Work request: The answer must consist of every line from the data that holds the string "parsley".

Excerpted records:
————————

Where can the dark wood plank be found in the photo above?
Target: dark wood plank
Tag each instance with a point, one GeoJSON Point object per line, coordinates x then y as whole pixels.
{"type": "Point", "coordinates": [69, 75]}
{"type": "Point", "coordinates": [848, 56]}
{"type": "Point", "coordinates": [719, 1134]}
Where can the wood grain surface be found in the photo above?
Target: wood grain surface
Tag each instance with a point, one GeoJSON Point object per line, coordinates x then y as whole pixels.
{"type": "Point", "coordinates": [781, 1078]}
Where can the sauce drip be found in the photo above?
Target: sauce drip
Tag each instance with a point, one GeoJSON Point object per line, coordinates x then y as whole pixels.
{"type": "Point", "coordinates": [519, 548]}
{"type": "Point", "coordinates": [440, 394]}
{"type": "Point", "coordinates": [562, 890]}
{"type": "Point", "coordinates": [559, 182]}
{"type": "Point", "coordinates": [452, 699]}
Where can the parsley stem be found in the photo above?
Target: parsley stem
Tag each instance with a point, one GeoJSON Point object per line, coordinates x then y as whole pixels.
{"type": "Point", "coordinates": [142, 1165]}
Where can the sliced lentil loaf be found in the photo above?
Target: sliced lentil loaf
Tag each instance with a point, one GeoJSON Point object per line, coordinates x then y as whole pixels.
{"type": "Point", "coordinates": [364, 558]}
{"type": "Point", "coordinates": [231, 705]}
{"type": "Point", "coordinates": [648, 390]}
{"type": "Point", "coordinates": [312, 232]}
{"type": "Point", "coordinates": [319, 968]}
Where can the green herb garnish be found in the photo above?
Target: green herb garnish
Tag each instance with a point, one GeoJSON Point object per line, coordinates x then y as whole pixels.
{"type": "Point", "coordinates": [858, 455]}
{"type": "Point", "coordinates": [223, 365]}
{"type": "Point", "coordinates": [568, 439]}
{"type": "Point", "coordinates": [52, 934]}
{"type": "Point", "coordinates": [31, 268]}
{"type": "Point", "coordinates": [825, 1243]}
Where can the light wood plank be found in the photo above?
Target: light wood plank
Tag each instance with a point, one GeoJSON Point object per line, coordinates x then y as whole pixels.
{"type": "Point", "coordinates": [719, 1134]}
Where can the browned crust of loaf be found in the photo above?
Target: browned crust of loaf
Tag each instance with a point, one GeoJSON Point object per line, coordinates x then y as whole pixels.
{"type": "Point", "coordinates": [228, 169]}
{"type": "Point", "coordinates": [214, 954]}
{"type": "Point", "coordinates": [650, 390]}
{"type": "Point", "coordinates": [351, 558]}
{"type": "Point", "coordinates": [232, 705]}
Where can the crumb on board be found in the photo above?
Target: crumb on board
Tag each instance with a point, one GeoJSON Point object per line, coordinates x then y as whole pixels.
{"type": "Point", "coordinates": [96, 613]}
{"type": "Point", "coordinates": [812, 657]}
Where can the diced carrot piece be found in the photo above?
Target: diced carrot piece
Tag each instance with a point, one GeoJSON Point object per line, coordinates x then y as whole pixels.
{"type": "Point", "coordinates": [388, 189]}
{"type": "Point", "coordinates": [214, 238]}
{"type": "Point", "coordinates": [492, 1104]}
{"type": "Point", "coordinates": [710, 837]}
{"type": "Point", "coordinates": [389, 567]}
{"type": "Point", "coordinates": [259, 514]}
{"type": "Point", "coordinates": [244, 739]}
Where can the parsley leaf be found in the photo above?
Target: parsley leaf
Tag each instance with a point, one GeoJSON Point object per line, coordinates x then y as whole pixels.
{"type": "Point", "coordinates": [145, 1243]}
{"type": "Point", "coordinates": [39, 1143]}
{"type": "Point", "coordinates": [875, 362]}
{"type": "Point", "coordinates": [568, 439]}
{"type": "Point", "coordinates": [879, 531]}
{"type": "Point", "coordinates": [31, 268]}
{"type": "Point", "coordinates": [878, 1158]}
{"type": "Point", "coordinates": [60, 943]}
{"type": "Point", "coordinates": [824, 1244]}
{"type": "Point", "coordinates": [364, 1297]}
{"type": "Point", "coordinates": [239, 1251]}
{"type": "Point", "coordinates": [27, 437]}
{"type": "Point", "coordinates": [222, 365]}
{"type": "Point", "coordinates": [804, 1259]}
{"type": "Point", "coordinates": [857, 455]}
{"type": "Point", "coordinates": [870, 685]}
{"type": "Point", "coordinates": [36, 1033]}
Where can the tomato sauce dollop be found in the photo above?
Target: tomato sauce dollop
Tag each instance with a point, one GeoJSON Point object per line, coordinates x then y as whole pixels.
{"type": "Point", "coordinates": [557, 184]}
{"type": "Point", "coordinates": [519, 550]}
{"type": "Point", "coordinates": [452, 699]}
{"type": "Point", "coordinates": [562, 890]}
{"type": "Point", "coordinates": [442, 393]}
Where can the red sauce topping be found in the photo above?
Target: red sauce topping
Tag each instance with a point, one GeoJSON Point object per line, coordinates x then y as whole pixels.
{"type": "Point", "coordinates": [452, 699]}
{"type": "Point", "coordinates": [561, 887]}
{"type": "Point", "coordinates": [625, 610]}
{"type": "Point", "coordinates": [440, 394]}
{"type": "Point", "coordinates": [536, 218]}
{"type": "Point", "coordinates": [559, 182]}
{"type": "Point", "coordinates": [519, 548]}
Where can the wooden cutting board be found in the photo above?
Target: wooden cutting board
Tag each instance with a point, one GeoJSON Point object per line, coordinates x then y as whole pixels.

————————

Response to this exercise:
Where can the parsley stem be found in the photo above?
Target: parsley stem
Where can the parsley leaf be found in the photo above?
Target: parsley leaf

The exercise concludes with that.